BEGIN ITEMS
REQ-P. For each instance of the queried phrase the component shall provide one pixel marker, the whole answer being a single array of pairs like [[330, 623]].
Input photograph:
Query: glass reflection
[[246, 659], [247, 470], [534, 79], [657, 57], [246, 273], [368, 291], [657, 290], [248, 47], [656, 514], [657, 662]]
END ITEMS
BEGIN ITEMS
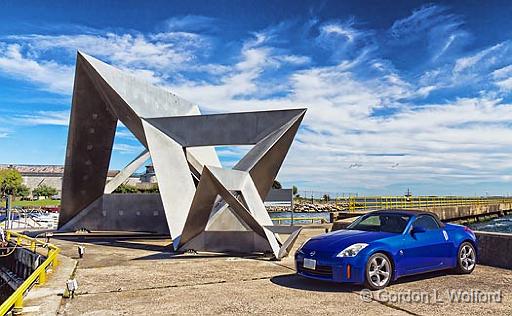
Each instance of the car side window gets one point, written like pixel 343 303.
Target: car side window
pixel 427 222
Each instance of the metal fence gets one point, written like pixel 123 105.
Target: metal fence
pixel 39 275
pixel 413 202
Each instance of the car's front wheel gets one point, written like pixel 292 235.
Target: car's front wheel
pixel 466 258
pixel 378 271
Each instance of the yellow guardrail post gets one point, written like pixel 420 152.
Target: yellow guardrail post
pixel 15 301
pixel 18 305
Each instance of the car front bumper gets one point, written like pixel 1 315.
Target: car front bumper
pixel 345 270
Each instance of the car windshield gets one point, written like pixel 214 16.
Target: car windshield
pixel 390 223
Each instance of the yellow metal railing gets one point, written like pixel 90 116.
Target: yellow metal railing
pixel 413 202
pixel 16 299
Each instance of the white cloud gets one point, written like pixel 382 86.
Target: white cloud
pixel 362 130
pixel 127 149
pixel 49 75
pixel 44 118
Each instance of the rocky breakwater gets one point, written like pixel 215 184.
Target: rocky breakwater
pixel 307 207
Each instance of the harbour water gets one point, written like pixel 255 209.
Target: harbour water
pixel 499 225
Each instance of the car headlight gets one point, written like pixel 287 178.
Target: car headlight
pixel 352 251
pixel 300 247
END ITEMS
Pull out the stretch of the material above that opens with the line containing "Each instance of the car's" and closes with the line containing "pixel 345 270", both lines included. Reproduce those lines word for word, with nothing added.

### SOLUTION TO THE EXERCISE
Each instance of the car's front wheel gets one point, written like pixel 292 235.
Target: car's front wheel
pixel 466 258
pixel 378 271
Each instance of the yellow guardrail post gets one point, written like pixel 420 152.
Target: yellow guardrail post
pixel 15 301
pixel 18 305
Each instance of the car front bumper gets one point, written like pixel 1 315.
Target: car front bumper
pixel 345 270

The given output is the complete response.